■ **Exercise prompt**
Recast all of the material below as a numbered list, dropping any blank lines and leaving the pictures out.

--- Begin Input records ---

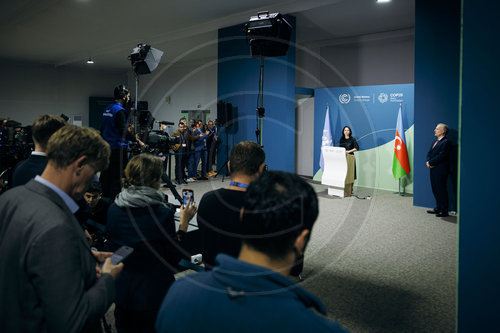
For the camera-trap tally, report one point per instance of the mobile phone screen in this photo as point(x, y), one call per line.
point(120, 254)
point(186, 194)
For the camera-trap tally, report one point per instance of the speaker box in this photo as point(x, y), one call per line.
point(224, 114)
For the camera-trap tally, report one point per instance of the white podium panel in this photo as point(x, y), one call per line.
point(335, 171)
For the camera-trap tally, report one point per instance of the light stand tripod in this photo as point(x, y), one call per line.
point(260, 108)
point(224, 166)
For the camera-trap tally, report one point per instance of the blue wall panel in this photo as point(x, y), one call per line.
point(238, 83)
point(437, 54)
point(479, 224)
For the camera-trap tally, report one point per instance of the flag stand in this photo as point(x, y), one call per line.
point(399, 189)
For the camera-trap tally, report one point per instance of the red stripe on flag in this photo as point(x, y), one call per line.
point(402, 153)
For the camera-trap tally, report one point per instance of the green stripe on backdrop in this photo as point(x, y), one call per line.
point(374, 167)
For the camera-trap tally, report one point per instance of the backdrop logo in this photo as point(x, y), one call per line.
point(382, 98)
point(344, 98)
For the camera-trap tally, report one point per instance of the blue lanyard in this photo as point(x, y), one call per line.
point(238, 184)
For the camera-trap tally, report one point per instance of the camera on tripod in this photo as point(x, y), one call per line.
point(156, 140)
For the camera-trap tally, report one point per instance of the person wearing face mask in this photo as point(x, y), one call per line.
point(115, 132)
point(181, 149)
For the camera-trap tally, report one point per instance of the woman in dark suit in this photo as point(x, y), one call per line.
point(350, 144)
point(347, 141)
point(140, 218)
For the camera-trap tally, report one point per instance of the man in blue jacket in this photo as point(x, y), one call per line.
point(252, 293)
point(115, 132)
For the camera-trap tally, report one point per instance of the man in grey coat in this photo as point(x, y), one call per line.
point(50, 278)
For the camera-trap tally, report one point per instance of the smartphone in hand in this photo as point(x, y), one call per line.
point(186, 194)
point(120, 254)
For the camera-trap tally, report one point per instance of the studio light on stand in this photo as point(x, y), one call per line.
point(268, 36)
point(144, 60)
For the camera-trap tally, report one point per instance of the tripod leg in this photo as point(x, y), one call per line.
point(171, 187)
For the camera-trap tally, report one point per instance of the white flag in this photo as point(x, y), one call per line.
point(326, 138)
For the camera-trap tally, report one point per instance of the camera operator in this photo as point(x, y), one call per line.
point(43, 127)
point(115, 132)
point(252, 293)
point(200, 152)
point(54, 283)
point(212, 141)
point(219, 211)
point(181, 152)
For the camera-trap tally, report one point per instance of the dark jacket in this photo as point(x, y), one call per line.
point(439, 156)
point(240, 297)
point(29, 169)
point(48, 273)
point(149, 270)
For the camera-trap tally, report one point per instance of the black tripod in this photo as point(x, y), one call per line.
point(224, 166)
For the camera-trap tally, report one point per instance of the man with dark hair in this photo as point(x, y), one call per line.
point(219, 210)
point(211, 147)
point(438, 162)
point(43, 127)
point(181, 150)
point(115, 131)
point(51, 278)
point(98, 207)
point(252, 293)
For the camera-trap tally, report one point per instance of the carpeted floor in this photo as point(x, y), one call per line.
point(378, 264)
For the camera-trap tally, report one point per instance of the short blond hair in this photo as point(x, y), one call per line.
point(143, 170)
point(71, 142)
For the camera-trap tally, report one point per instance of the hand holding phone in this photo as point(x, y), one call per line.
point(186, 195)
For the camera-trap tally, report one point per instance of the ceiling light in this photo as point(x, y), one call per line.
point(144, 58)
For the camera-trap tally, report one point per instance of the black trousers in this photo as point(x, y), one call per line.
point(180, 165)
point(129, 321)
point(439, 189)
point(111, 178)
point(212, 153)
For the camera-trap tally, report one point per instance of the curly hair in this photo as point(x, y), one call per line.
point(277, 208)
point(71, 142)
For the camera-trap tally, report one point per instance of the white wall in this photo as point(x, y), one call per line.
point(28, 90)
point(190, 86)
point(375, 59)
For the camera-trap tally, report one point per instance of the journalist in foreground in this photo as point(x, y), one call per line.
point(49, 276)
point(252, 293)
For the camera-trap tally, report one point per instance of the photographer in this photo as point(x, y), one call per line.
point(54, 283)
point(115, 131)
point(219, 214)
point(141, 219)
point(181, 153)
point(43, 128)
point(212, 141)
point(253, 293)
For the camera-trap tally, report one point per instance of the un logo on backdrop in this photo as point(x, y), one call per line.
point(382, 98)
point(344, 98)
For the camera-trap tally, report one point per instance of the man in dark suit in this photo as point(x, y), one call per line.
point(50, 278)
point(438, 162)
point(43, 127)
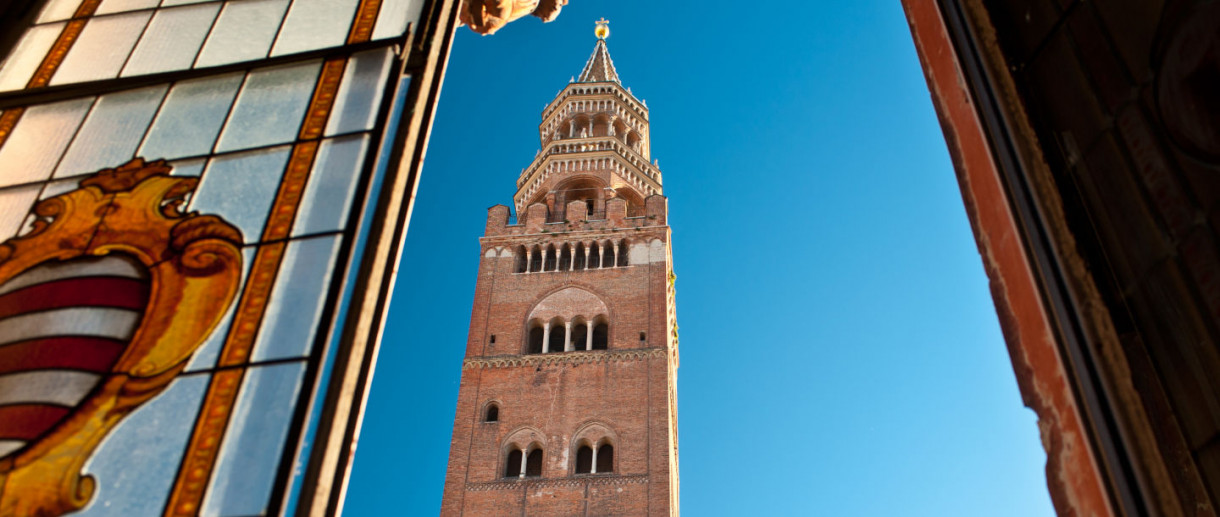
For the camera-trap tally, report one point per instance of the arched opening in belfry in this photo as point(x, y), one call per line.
point(536, 260)
point(605, 459)
point(533, 463)
point(522, 257)
point(578, 260)
point(552, 259)
point(536, 337)
point(635, 201)
point(584, 460)
point(581, 338)
point(600, 124)
point(586, 189)
point(580, 126)
point(594, 255)
point(555, 342)
point(565, 257)
point(620, 131)
point(600, 334)
point(513, 463)
point(608, 254)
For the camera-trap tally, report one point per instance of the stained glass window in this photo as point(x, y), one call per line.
point(161, 133)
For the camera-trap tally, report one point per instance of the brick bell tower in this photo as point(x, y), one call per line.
point(567, 402)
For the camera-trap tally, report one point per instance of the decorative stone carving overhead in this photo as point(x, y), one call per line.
point(488, 16)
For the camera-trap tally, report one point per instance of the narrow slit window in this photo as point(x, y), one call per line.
point(533, 463)
point(513, 466)
point(584, 460)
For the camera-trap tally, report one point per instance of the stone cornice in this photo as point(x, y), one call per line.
point(574, 482)
point(574, 357)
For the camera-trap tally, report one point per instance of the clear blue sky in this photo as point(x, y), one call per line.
point(841, 355)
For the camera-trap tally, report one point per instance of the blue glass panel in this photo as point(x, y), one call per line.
point(240, 188)
point(109, 137)
point(136, 465)
point(192, 117)
point(295, 307)
point(327, 198)
point(270, 107)
point(249, 457)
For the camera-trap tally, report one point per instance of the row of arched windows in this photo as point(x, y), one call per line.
point(567, 257)
point(556, 335)
point(591, 459)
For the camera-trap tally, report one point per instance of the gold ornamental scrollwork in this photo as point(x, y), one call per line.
point(194, 263)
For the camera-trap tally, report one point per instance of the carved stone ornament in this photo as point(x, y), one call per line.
point(194, 266)
point(488, 16)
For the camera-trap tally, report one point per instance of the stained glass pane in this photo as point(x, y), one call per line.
point(114, 129)
point(101, 49)
point(188, 167)
point(244, 31)
point(205, 356)
point(295, 306)
point(315, 24)
point(192, 117)
point(240, 188)
point(35, 144)
point(331, 185)
point(244, 473)
point(15, 205)
point(57, 10)
point(172, 39)
point(394, 16)
point(25, 59)
point(109, 6)
point(355, 106)
point(270, 107)
point(134, 466)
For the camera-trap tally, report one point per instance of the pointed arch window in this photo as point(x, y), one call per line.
point(522, 260)
point(608, 255)
point(578, 260)
point(536, 260)
point(533, 463)
point(600, 335)
point(536, 338)
point(513, 463)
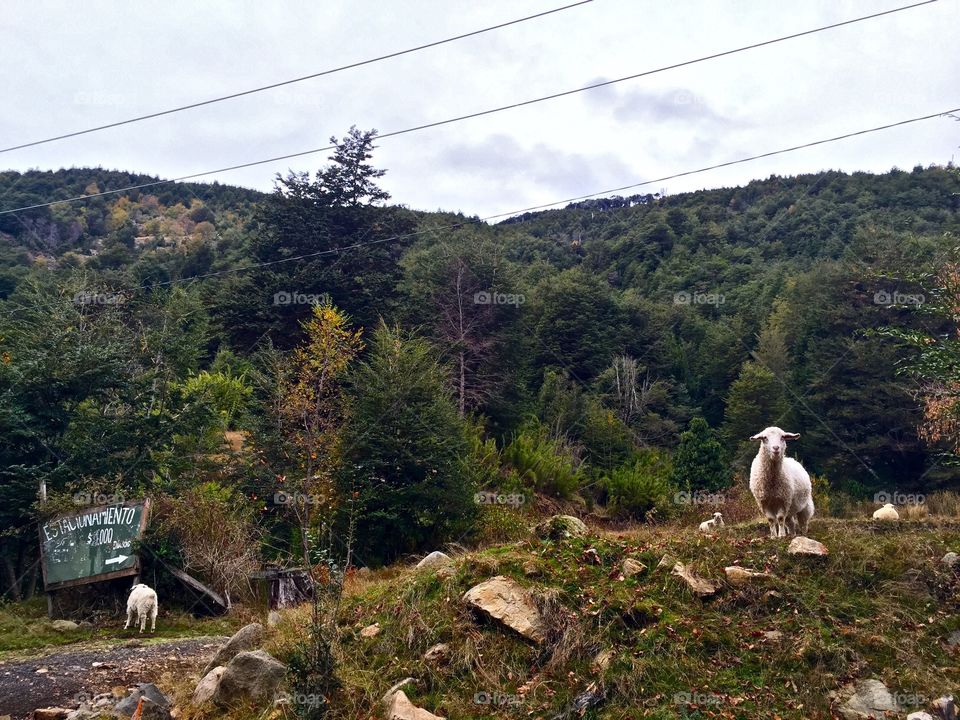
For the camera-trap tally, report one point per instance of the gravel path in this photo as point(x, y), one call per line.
point(63, 678)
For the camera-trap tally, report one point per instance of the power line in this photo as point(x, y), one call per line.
point(272, 86)
point(460, 118)
point(451, 226)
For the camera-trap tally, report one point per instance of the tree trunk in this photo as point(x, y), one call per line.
point(13, 586)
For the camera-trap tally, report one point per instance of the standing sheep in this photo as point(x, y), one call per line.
point(887, 512)
point(143, 602)
point(780, 485)
point(707, 526)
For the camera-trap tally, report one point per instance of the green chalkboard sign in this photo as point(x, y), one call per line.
point(92, 545)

--- End Input records ---

■ **In response**
1. For the camera-trap tally, report one point per instance of the mobile phone screen in this photo as point(x, y), one call per line.
2. point(120, 254)
3. point(186, 194)
4. For the camera-trap tally, report one point per instance of the speaker box in this photo as point(x, y), one call per line.
5. point(224, 114)
6. For the camera-trap tally, report one point per instance of the white podium panel in this photo as point(x, y), one call per line.
7. point(335, 171)
8. For the camera-trap tally, report one point per instance of the light stand tripod in this photo as point(x, y), one call per line.
9. point(260, 108)
10. point(224, 166)
11. For the camera-trap tally, report one point per instance of the blue wall panel in this photo as point(x, y), one call per line.
12. point(238, 83)
13. point(437, 54)
14. point(479, 224)
15. For the camera-trap tally, report one point per instance of the flag stand in this photo as point(x, y), one call per line.
16. point(399, 189)
17. For the camera-trap tally, report one point per instance of the red stripe on flag in this photo as point(x, y), one call per line.
18. point(402, 153)
19. For the camera-trap tally, report one point per instance of the green stripe on backdrop in this photo as point(x, y), one call per line.
20. point(374, 167)
21. For the camera-trap tally, report one point per instance of the backdrop logo in this photo as point(x, y), one call per line.
22. point(382, 98)
23. point(344, 98)
24. For the camera-trap tally, report one point per instance of the blue lanyard in this photo as point(x, y), one call per line.
25. point(238, 184)
26. For the camera-trap tally, report one point per instance of the camera on tripod in this photo as point(x, y), one call per line.
27. point(156, 140)
28. For the camera-trap tally, report one point per instance of the person wearing face mask in this photo as point(x, y), one call per line.
29. point(115, 132)
30. point(181, 149)
31. For the camera-trap tally, report one point per instance of the woman in dark suit in this photo as point(x, y), one call per line.
32. point(350, 144)
33. point(347, 141)
34. point(140, 218)
35. For the camera-trap tally, report one point per instance of the man in blue jacket in this photo as point(x, y), one call per line.
36. point(252, 293)
37. point(115, 132)
38. For the camera-trap tally, report one point per instance of the man in grey coat in this photo as point(x, y), one call per line.
39. point(50, 278)
40. For the camera-trap tally, report one point per instance of the smartphone in hand in this photo as point(x, y), one call per line.
41. point(186, 194)
42. point(120, 254)
43. For the camera-trap tally, report one point per instance of the studio light on stand in this photo as point(x, y), one call per line.
44. point(268, 36)
45. point(144, 60)
46. For the camera-trap tally, report one point per instance of the tripod leg in this photo as point(x, y), one call per line.
47. point(171, 187)
48. For the camera-trap tally, report one point per instance of the white flag in this photo as point(x, y), one call per line.
49. point(326, 138)
50. For the camera-trap tally, report one point per instance of the camera operator in this photo as point(x, y), one call per line.
51. point(43, 127)
52. point(115, 132)
53. point(252, 293)
54. point(200, 152)
55. point(54, 283)
56. point(212, 141)
57. point(219, 211)
58. point(181, 152)
59. For the camera-trap tally, report one point per instance of the dark jacket in this photo as point(x, y), one call per line.
60. point(439, 156)
61. point(240, 297)
62. point(29, 169)
63. point(48, 273)
64. point(149, 270)
65. For the camera-trap tally, report one point per instance of the black tripod in this photo as point(x, y), one call per line.
66. point(224, 166)
67. For the camera-trap tally, report one point per instance of the man with dark hair in this photo as point(x, y), one call per line.
68. point(219, 210)
69. point(211, 147)
70. point(438, 162)
71. point(43, 127)
72. point(181, 150)
73. point(115, 131)
74. point(51, 278)
75. point(98, 207)
76. point(252, 293)
77. For the camera-trap tally, report one point per instance of the carpeted floor in this photo as point(x, y), one call per line.
78. point(378, 264)
79. For the camera-trap tally, report one point per instance of the short blond hair in this photo as point(x, y), one call per line.
80. point(143, 170)
81. point(71, 142)
82. For the camera-trap tally, report one point per instance of the hand holding phone in this photo as point(x, y), one call per line.
83. point(186, 195)
84. For the camera-trap tally, report one point per instance of the ceiling light in this photo as point(x, y), one call per line.
85. point(144, 58)
86. For the camera-trap tally, report one point per instance of the black trousers in this photo as point(x, y), one call per line.
87. point(180, 165)
88. point(129, 321)
89. point(439, 189)
90. point(111, 178)
91. point(212, 153)
92. For the camera-trap tally, report one point per instance of the curly hair in this photo as point(x, y), one call per line.
93. point(277, 208)
94. point(71, 142)
95. For the camera-trap tally, report one point per instance of the white wall in this photo as point(x, y), one call per line.
96. point(28, 90)
97. point(190, 86)
98. point(375, 59)
99. For the camera-trap tally, report one point per instance of the journalist in foreground in this photo as point(x, y), one call per line.
100. point(49, 276)
101. point(252, 293)
102. For the camera-trap tally, report one point per instance of the photographer in this photo as point(x, y), one call per line.
103. point(54, 283)
104. point(115, 131)
105. point(219, 214)
106. point(141, 219)
107. point(181, 153)
108. point(43, 128)
109. point(212, 141)
110. point(253, 293)
111. For the camera-trap tally, report one point per instance of the un logo on backdrop in this photo as point(x, y), one call per line.
112. point(382, 98)
113. point(344, 98)
114. For the camera-trap tally, report one point per instance of the man in dark suit in this photo as point(x, y), one call per line.
115. point(50, 278)
116. point(438, 162)
117. point(43, 127)
118. For the camera-trap tally, report one point per instance of the arched opening in belfry in this photo as point(x, y), one call per line.
119. point(536, 260)
120. point(605, 459)
121. point(533, 463)
122. point(522, 257)
123. point(578, 260)
124. point(552, 259)
125. point(536, 337)
126. point(635, 201)
127. point(584, 460)
128. point(581, 338)
129. point(600, 124)
130. point(586, 189)
131. point(580, 126)
132. point(594, 255)
133. point(555, 342)
134. point(565, 257)
135. point(620, 131)
136. point(600, 334)
137. point(513, 463)
138. point(608, 254)
139. For the camera-trap tally, report one point per instance of the stained glass window in this photo as point(x, y), one call per line.
140. point(161, 133)
141. For the camera-trap tally, report one point per instance of the brick bell tower in this photo as point(x, y), one call per line.
142. point(567, 402)
143. For the camera-trap tally, report one point per instance of the decorative stone carving overhead in this photo as point(x, y), one call per line.
144. point(488, 16)
145. For the camera-trap tally, report one point per instance of the narrow slit window in this photo as point(x, y), one call per line.
146. point(533, 463)
147. point(513, 466)
148. point(584, 460)
149. For the camera-trap tally, report one point per instance of the stone cornice in this photo as point(x, y), one call per line.
150. point(574, 482)
151. point(574, 357)
152. For the camera-trap tally, report one point per instance of the clear blue sky in this photo as point(x, y), one call per line.
153. point(841, 355)
154. For the camera-trap tally, report one point per instance of the blue glass panel in this photo as point(x, y), one call per line.
155. point(240, 188)
156. point(109, 137)
157. point(136, 465)
158. point(192, 117)
159. point(295, 307)
160. point(327, 198)
161. point(270, 107)
162. point(249, 457)
163. For the camera-trap tally, report one point per instance of the row of arched windows in this photo as point(x, y), one call per line.
164. point(567, 257)
165. point(556, 335)
166. point(591, 459)
167. For the camera-trap tally, report one point per instance of the gold ornamental scrollwork in this photo as point(x, y), one call per line.
168. point(194, 263)
169. For the camera-trap tally, report one point per instance of the carved stone ornament in this photo as point(x, y), one call per line.
170. point(194, 266)
171. point(488, 16)
172. For the camera-trap tally, report one point per instance of the stained glass pane in this photo as point(x, y), one call per line.
173. point(114, 129)
174. point(101, 49)
175. point(188, 167)
176. point(244, 31)
177. point(205, 356)
178. point(295, 306)
179. point(315, 24)
180. point(192, 117)
181. point(240, 188)
182. point(35, 144)
183. point(331, 185)
184. point(244, 473)
185. point(15, 205)
186. point(57, 10)
187. point(172, 39)
188. point(394, 16)
189. point(25, 59)
190. point(109, 6)
191. point(355, 106)
192. point(270, 107)
193. point(134, 466)
194. For the camera-trap tally, report one point per instance of the pointed arch window in this photo as point(x, y), one call per line.
195. point(522, 260)
196. point(608, 255)
197. point(578, 260)
198. point(536, 260)
199. point(533, 463)
200. point(600, 335)
201. point(536, 338)
202. point(513, 463)
203. For the camera-trap tally, report one point per instance of the gravel path in this photo as point(x, y), one call per line.
204. point(63, 678)
205. For the camera-trap tally, report one point per instance of the power line in this photo as point(x, y), one call per line.
206. point(272, 86)
207. point(460, 118)
208. point(451, 226)
209. For the camera-trap tally, report one point per instance of the tree trunk in this photo as point(x, y), one call per line.
210. point(13, 586)
211. For the camera-trap tally, report one point per instance of the standing sheep in this photo as point(x, y), one call per line.
212. point(887, 512)
213. point(143, 602)
214. point(780, 485)
215. point(707, 526)
216. For the camera-trap tally, report one point per instance of the green chalkboard sign in this photo as point(x, y), one call per line.
217. point(92, 545)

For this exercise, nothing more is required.